:: To-do item ::
Give everything from the start of the records down through the line containing "box: [1216, 694, 1373, 1439]" as a JSON list of strings, one string per line, leaving out blank lines.
#### Dataset records
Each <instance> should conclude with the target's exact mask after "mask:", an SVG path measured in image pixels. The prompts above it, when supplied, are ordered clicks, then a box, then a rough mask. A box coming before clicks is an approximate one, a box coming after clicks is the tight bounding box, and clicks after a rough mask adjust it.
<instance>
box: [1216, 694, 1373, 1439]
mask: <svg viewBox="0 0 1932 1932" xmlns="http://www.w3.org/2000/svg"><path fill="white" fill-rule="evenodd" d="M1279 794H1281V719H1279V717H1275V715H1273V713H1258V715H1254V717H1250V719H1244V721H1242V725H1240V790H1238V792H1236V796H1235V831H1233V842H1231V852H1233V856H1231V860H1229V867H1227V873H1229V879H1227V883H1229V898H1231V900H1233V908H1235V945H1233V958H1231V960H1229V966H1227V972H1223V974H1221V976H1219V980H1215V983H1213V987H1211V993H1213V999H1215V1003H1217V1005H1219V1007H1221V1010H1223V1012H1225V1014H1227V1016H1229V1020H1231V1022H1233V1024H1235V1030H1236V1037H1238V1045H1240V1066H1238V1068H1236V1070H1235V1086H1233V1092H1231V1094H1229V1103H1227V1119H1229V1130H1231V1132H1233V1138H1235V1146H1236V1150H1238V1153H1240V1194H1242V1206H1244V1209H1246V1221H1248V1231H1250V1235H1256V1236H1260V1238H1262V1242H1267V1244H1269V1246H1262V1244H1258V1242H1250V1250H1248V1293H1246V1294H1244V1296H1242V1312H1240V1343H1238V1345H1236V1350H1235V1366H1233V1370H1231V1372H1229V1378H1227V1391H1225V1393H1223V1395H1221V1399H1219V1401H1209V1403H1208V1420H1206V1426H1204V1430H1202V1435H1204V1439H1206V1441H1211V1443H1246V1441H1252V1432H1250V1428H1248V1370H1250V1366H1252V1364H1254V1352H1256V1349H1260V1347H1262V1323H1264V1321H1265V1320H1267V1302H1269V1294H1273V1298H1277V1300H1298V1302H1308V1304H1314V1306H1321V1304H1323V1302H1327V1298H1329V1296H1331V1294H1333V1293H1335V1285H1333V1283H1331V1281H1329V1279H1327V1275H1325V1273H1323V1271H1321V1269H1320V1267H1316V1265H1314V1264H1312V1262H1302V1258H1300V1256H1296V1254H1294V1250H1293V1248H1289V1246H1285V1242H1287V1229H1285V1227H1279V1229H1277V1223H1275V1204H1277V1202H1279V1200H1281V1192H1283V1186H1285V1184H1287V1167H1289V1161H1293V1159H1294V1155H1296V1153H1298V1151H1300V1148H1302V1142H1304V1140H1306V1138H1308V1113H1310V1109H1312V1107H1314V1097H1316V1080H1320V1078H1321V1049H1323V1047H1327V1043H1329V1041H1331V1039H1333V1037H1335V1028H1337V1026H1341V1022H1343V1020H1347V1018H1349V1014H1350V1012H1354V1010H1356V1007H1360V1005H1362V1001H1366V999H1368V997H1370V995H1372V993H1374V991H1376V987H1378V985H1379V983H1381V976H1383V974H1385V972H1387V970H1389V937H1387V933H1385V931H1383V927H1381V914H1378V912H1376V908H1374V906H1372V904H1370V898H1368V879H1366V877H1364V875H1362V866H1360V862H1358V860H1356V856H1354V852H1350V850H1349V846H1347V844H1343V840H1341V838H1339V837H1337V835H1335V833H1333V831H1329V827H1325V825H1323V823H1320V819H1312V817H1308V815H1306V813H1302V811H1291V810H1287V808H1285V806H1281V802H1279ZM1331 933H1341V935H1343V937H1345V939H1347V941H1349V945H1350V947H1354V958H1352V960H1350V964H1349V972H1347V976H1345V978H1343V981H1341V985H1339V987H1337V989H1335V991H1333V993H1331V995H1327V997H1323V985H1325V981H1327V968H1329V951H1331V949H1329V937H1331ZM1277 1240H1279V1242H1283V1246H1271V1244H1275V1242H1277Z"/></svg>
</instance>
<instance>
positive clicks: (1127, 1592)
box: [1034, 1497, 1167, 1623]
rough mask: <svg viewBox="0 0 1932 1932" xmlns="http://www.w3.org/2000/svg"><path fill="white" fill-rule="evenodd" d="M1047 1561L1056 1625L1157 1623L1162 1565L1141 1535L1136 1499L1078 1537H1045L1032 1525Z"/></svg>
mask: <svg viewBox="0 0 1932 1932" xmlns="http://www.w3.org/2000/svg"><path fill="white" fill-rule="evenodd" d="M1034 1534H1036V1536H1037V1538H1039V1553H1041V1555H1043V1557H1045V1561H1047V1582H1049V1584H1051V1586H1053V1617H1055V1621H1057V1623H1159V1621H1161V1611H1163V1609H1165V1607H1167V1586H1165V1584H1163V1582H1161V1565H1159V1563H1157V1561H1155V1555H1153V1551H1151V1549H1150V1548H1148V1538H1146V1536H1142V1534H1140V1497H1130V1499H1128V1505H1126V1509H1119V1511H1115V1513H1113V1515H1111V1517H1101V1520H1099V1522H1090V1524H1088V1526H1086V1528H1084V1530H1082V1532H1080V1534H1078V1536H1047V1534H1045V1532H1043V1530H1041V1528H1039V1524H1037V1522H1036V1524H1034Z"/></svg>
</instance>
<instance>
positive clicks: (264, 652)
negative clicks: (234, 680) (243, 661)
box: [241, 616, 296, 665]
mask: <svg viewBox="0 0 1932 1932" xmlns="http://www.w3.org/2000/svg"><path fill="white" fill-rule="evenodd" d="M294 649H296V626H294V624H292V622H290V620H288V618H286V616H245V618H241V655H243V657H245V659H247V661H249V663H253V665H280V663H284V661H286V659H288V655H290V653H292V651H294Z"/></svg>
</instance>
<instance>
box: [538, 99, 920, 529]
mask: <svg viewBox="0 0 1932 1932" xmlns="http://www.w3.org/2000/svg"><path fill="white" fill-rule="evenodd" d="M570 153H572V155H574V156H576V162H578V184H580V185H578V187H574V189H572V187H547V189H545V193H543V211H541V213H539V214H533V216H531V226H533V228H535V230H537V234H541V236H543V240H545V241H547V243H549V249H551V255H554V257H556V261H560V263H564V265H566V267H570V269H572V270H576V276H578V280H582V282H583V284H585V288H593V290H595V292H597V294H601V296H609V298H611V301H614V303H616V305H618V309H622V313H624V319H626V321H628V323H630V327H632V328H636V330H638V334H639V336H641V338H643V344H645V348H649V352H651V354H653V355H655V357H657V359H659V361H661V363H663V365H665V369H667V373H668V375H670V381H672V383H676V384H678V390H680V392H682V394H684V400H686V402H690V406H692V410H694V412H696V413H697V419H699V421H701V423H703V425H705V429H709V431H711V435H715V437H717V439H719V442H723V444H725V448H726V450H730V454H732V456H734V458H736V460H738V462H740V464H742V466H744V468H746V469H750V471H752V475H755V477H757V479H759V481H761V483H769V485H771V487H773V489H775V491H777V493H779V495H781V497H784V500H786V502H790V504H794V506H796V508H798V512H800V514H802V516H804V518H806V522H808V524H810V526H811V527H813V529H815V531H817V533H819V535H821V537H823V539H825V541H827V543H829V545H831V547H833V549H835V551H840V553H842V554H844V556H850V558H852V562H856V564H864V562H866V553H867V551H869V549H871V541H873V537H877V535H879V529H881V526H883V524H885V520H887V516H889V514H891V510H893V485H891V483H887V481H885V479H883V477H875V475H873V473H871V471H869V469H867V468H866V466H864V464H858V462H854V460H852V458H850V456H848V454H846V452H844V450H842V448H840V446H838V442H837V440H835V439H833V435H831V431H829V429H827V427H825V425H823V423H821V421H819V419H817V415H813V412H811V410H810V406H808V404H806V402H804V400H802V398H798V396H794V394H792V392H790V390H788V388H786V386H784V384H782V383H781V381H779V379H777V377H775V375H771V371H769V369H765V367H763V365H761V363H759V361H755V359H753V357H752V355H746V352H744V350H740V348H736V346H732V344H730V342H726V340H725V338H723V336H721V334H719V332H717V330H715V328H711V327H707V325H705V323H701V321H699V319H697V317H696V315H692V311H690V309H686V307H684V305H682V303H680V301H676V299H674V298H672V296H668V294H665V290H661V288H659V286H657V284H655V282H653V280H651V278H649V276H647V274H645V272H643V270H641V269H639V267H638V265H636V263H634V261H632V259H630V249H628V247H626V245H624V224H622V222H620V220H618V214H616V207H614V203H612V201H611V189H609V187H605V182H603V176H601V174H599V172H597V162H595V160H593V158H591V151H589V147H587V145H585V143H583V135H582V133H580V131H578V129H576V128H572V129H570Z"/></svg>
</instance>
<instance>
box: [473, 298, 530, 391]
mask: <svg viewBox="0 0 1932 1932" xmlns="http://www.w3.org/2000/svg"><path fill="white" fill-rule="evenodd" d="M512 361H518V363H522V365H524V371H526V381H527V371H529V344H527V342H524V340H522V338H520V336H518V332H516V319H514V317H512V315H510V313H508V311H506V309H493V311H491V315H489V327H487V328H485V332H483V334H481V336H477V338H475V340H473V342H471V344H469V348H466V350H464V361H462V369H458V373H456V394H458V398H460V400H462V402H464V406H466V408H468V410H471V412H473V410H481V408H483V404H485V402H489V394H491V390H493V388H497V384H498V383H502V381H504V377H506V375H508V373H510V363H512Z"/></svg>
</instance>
########
:: Final answer ::
[
  "Each <instance> should conclude with the target's exact mask after \"mask:\", an SVG path measured in image pixels. The prompts above it, when supplied, are ordered clicks, then a box, then a rough mask. A box coming before clicks is an approximate one, a box coming after clicks is the tight bounding box, and clicks after a rough mask adjust it.",
  "<instance>",
  "box: [1216, 694, 1373, 1439]"
]